> EXERCISE INSTRUCTIONS
Rewrite the data from the line that contains "597L523 551L455 526L335" through the line that contains "positive clicks: (369, 820) (441, 764)", replacing "rough mask" with "coarse mask" and leaving everything else the same.

> DATA TO USE
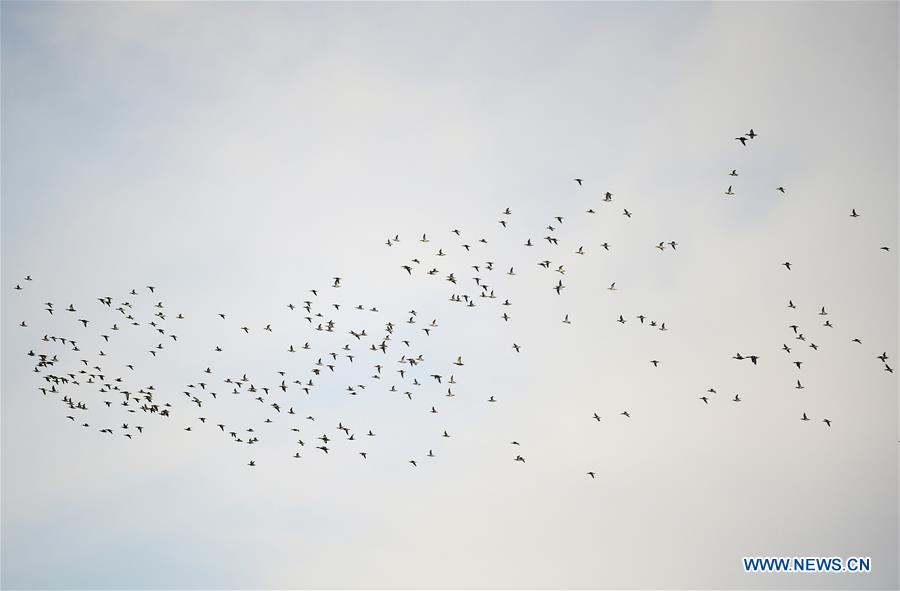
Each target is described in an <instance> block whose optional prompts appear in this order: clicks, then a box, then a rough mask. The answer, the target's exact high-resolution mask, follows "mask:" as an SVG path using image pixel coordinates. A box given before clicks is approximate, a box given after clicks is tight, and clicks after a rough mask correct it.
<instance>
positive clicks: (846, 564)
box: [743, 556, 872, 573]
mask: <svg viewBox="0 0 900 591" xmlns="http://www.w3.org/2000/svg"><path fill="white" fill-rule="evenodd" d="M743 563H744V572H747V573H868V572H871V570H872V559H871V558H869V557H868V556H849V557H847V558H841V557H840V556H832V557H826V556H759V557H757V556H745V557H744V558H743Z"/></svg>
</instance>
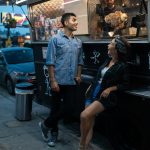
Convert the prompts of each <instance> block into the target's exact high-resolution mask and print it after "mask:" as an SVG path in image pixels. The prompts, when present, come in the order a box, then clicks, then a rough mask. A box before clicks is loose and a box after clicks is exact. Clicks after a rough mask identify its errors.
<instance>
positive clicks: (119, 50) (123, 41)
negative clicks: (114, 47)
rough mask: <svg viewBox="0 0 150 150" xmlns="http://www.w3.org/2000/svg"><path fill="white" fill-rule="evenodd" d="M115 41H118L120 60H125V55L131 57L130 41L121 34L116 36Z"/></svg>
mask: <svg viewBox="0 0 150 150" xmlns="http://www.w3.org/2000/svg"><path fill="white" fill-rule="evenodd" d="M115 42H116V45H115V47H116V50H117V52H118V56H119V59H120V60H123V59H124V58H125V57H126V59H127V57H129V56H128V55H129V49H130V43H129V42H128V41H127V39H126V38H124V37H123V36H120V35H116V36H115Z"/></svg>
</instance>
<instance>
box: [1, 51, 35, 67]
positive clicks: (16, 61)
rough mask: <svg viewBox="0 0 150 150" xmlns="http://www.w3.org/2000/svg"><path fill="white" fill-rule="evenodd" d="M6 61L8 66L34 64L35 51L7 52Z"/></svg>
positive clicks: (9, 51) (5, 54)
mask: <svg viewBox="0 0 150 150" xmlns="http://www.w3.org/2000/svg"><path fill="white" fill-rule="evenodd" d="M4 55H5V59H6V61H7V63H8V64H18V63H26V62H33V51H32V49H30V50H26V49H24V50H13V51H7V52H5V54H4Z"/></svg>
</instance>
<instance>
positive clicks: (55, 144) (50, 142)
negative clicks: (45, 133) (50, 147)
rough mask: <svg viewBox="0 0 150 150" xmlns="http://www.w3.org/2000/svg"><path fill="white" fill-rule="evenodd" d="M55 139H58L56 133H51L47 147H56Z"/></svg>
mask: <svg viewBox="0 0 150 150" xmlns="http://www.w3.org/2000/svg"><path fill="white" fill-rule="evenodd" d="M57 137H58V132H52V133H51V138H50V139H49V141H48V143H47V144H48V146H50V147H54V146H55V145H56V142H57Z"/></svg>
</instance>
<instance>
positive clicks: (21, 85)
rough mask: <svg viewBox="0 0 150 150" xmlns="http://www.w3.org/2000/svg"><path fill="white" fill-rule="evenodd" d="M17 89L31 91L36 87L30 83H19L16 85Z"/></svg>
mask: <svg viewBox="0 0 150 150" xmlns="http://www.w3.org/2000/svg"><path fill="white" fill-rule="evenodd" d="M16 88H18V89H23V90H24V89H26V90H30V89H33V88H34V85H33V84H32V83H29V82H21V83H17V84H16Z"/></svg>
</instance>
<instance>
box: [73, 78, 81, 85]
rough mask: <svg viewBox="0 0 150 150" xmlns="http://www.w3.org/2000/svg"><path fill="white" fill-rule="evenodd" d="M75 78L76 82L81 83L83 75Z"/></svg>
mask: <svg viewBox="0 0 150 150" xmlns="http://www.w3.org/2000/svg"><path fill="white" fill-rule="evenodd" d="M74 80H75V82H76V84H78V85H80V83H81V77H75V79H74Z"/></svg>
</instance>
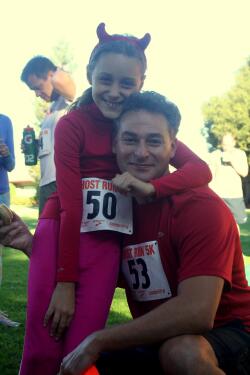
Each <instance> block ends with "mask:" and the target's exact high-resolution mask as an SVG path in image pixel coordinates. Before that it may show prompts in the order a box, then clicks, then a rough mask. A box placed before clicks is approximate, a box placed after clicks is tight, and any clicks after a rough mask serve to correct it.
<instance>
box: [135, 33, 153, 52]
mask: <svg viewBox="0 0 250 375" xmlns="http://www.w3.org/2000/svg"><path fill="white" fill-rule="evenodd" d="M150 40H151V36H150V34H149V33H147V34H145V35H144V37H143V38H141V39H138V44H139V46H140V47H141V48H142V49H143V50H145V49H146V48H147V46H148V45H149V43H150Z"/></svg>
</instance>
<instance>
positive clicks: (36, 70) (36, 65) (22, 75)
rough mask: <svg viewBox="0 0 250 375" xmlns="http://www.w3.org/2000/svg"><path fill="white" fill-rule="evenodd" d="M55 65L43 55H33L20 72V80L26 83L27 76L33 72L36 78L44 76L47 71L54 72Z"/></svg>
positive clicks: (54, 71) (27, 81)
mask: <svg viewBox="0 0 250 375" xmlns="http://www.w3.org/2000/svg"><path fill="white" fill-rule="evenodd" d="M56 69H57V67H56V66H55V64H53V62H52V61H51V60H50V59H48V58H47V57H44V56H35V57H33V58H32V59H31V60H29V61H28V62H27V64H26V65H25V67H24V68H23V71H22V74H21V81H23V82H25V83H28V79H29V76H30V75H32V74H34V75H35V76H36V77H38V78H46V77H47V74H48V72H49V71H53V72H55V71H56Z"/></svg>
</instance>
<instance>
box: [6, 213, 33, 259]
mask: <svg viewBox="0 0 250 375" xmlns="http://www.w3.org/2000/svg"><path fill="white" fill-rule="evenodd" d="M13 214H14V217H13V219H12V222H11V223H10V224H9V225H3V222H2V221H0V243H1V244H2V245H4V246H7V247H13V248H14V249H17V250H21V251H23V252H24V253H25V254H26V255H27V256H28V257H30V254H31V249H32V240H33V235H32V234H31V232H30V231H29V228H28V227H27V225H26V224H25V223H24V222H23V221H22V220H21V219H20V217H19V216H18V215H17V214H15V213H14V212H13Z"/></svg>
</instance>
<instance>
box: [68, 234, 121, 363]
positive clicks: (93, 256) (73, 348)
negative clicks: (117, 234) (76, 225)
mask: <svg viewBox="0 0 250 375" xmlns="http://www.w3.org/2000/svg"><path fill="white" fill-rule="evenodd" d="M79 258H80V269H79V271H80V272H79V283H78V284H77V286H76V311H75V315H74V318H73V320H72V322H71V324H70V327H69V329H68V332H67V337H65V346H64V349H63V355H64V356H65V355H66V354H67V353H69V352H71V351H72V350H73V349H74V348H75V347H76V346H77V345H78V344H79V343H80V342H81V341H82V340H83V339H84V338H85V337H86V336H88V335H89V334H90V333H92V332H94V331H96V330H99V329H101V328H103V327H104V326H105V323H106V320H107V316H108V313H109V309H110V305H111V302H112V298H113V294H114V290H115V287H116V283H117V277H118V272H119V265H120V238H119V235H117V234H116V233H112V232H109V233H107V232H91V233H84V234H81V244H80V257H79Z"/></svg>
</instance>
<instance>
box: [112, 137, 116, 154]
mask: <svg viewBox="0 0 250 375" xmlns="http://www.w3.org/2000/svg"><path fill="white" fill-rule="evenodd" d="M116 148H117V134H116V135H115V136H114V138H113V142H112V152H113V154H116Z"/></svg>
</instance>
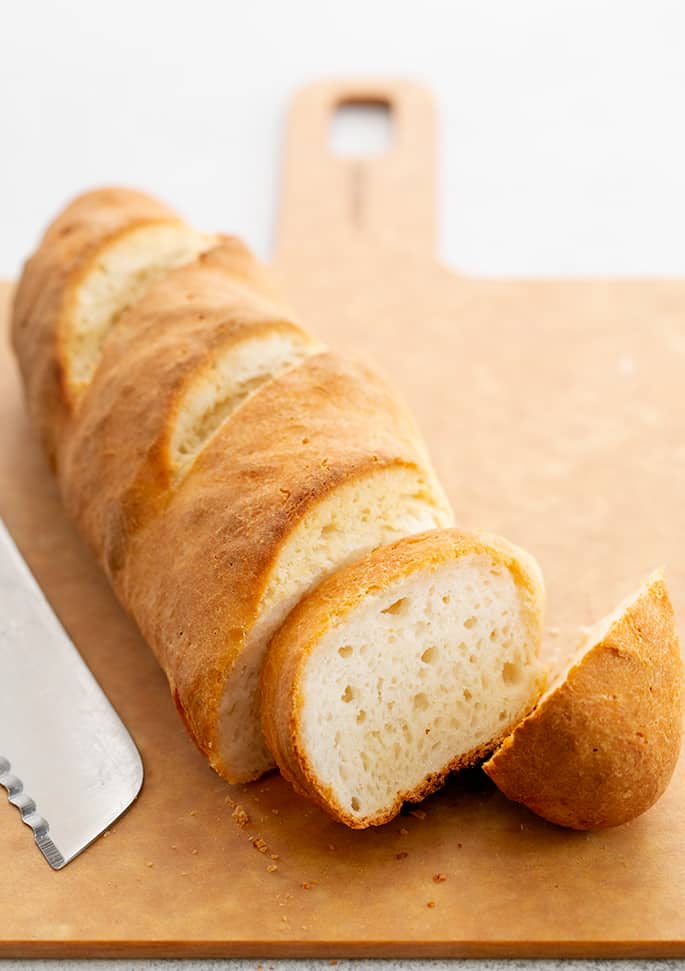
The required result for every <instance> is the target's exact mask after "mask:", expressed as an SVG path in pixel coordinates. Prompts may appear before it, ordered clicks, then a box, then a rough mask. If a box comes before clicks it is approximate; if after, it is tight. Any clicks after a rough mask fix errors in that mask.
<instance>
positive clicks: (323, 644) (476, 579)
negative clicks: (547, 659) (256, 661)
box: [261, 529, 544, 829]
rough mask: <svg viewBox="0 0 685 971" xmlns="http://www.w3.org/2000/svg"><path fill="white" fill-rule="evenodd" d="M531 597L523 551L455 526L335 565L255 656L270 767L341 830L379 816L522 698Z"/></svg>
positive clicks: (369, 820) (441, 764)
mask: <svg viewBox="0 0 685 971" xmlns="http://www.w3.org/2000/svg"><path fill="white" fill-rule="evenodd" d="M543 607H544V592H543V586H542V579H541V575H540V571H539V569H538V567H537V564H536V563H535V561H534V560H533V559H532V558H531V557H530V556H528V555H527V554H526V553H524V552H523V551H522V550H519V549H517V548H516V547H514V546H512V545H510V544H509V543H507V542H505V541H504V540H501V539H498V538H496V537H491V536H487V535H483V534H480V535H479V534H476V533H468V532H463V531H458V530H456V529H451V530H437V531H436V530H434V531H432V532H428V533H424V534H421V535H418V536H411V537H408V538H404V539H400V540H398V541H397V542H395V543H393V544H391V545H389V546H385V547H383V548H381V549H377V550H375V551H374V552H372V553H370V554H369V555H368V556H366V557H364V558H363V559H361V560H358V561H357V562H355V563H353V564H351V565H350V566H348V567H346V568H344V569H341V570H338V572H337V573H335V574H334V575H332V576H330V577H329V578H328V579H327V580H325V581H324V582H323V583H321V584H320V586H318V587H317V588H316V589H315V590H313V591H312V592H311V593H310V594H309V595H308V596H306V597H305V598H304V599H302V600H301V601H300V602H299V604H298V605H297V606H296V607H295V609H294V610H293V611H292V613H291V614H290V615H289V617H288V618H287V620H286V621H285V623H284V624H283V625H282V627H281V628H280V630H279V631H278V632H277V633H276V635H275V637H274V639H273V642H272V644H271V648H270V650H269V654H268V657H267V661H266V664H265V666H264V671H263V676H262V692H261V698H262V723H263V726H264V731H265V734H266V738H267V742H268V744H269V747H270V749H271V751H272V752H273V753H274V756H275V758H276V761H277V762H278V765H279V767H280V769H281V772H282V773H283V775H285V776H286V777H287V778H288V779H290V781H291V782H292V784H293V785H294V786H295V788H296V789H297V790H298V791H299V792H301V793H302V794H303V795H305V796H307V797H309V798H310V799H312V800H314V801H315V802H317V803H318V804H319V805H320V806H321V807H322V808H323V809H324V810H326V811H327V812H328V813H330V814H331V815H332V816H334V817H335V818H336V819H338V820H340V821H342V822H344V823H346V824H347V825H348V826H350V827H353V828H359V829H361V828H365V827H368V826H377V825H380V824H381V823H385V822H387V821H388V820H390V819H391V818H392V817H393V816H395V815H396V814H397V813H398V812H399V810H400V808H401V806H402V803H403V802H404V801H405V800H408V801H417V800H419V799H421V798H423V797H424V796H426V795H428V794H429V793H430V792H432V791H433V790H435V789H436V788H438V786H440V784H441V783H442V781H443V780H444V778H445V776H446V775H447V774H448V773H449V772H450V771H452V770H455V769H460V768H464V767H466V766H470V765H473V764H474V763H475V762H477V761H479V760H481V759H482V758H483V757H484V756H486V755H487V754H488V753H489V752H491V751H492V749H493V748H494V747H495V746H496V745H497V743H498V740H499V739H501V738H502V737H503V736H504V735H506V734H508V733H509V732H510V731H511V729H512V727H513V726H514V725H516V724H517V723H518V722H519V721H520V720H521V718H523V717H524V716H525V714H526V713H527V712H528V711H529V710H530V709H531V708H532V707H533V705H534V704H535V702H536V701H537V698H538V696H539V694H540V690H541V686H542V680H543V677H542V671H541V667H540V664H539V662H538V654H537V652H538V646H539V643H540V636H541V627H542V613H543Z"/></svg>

> TASK RESPONSE
coarse mask: <svg viewBox="0 0 685 971" xmlns="http://www.w3.org/2000/svg"><path fill="white" fill-rule="evenodd" d="M531 597L523 551L455 526L335 565L255 656L270 767L341 830L379 816L522 698Z"/></svg>
positive clicks: (369, 820) (441, 764)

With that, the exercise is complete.